Excerpts from pointing data
━━━
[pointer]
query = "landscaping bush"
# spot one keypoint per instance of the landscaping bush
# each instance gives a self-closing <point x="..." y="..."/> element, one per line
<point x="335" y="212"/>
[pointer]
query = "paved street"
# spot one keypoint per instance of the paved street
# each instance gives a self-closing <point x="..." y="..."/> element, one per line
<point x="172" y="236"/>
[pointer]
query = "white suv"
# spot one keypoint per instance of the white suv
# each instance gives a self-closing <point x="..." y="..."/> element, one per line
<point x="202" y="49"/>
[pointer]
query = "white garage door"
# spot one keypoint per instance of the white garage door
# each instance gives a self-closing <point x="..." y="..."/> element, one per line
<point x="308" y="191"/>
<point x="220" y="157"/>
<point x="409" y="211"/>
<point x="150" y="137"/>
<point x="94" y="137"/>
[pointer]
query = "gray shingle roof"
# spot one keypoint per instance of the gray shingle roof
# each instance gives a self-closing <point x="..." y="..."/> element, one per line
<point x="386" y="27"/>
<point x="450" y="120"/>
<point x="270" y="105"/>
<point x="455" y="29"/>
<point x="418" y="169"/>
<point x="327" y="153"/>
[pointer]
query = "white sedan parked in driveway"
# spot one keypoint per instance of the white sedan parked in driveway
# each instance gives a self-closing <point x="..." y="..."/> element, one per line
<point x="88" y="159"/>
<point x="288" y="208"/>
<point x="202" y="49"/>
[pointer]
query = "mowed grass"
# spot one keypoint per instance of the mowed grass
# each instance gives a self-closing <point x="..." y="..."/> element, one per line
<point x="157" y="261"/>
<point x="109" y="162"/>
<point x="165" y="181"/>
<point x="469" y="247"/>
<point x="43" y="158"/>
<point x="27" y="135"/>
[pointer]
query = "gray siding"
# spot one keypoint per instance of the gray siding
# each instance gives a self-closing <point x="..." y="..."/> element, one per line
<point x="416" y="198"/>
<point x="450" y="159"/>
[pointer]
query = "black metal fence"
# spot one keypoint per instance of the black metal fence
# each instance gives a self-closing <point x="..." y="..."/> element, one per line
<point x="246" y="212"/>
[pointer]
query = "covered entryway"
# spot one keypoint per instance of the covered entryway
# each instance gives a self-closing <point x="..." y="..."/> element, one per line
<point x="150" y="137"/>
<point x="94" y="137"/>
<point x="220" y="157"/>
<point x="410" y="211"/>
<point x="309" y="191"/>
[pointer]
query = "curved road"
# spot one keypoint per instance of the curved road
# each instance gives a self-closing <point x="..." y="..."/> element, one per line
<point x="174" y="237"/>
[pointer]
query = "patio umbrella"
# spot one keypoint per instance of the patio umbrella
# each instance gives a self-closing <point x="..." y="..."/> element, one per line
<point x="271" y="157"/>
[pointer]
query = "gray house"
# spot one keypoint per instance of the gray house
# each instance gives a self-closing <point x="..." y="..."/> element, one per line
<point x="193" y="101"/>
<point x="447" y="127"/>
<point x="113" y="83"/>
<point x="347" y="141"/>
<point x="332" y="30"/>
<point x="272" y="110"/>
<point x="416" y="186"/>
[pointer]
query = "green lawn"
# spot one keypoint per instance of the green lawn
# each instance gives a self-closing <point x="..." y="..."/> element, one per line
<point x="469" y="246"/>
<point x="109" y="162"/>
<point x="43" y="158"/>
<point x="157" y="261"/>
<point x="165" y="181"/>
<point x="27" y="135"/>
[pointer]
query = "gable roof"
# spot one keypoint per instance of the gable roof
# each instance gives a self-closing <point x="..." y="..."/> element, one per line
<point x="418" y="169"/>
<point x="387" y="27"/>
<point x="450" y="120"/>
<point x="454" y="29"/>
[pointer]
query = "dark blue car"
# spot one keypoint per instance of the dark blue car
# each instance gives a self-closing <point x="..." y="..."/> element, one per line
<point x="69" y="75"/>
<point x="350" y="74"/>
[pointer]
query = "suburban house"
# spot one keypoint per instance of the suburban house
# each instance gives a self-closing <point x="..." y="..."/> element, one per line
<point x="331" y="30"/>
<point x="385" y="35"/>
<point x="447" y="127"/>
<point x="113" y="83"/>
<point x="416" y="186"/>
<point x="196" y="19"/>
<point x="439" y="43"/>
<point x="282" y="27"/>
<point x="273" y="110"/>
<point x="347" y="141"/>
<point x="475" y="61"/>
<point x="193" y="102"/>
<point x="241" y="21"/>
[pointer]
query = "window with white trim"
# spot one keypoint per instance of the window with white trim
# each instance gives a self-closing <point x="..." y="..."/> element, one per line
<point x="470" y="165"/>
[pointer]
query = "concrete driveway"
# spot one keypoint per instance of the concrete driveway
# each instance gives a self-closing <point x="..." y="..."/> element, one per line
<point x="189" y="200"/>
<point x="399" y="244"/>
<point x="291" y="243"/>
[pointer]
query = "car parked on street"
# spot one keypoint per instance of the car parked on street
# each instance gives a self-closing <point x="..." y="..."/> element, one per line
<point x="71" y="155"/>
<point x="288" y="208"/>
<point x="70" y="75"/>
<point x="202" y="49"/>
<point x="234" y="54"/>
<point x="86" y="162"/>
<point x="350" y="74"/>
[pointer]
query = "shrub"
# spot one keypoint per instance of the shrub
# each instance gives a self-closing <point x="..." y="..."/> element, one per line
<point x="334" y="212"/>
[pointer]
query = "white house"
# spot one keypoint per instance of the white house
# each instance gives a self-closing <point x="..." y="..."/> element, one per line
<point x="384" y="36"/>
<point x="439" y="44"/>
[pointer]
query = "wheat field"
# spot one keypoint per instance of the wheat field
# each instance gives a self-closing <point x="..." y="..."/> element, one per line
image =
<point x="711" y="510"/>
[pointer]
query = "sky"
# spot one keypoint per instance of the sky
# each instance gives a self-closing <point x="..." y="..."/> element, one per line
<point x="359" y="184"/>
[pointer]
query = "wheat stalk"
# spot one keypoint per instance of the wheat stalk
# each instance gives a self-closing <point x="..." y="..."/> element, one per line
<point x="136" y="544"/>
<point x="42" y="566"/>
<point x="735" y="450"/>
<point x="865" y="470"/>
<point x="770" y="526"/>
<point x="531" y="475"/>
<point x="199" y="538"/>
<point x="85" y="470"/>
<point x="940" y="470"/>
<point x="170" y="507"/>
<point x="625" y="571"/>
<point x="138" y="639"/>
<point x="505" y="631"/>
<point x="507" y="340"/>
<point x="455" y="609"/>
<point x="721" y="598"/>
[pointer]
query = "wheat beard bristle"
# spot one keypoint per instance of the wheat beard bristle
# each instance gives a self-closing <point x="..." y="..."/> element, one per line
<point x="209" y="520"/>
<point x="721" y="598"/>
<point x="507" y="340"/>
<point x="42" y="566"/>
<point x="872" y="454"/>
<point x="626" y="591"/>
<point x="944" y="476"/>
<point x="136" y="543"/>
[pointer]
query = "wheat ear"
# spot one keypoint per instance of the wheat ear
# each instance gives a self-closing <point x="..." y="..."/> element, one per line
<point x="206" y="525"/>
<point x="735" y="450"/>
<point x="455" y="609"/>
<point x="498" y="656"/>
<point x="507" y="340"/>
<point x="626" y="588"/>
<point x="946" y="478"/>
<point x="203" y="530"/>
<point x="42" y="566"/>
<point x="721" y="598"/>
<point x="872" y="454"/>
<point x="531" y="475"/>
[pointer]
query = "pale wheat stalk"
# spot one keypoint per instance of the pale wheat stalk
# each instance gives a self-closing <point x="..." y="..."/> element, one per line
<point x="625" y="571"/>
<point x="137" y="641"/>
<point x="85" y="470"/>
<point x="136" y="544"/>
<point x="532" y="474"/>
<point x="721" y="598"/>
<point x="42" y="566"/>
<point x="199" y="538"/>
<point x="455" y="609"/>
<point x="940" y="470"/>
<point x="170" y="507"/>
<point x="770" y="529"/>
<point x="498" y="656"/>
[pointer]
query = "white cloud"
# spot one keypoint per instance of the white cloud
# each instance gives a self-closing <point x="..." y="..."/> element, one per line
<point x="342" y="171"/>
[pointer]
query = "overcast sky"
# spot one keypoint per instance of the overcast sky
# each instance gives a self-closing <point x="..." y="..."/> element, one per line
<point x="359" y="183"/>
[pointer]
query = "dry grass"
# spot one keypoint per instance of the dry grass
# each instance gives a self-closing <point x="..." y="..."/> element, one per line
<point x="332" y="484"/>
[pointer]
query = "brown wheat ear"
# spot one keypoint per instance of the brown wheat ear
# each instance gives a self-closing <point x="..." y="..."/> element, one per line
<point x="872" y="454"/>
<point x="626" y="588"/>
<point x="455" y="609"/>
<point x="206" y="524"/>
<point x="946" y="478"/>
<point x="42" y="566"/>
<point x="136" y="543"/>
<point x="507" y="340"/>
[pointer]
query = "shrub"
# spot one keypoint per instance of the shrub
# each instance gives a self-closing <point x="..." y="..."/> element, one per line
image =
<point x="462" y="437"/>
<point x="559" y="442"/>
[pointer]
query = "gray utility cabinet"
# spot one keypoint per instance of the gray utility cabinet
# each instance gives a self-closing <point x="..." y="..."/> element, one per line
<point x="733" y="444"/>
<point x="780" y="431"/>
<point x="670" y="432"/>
━━━
- _Aim of the exercise_: Identify each line of the material above that contains the string "white" and copy those lines. Uppercase and lowercase letters count as different.

- _Answer to this task_:
query = "white suv"
# spot one keypoint per instance of the white suv
query = "white garage door"
# spot one keypoint per instance of the white garage door
query = "white sedan parked in driveway"
# spot one keypoint per instance of the white sedan parked in driveway
query = "window with white trim"
# spot one keypoint per instance of the window with white trim
query = "white house"
# spot one keypoint per instance of the white house
query = "white cloud"
# spot one keypoint per instance of the white cloud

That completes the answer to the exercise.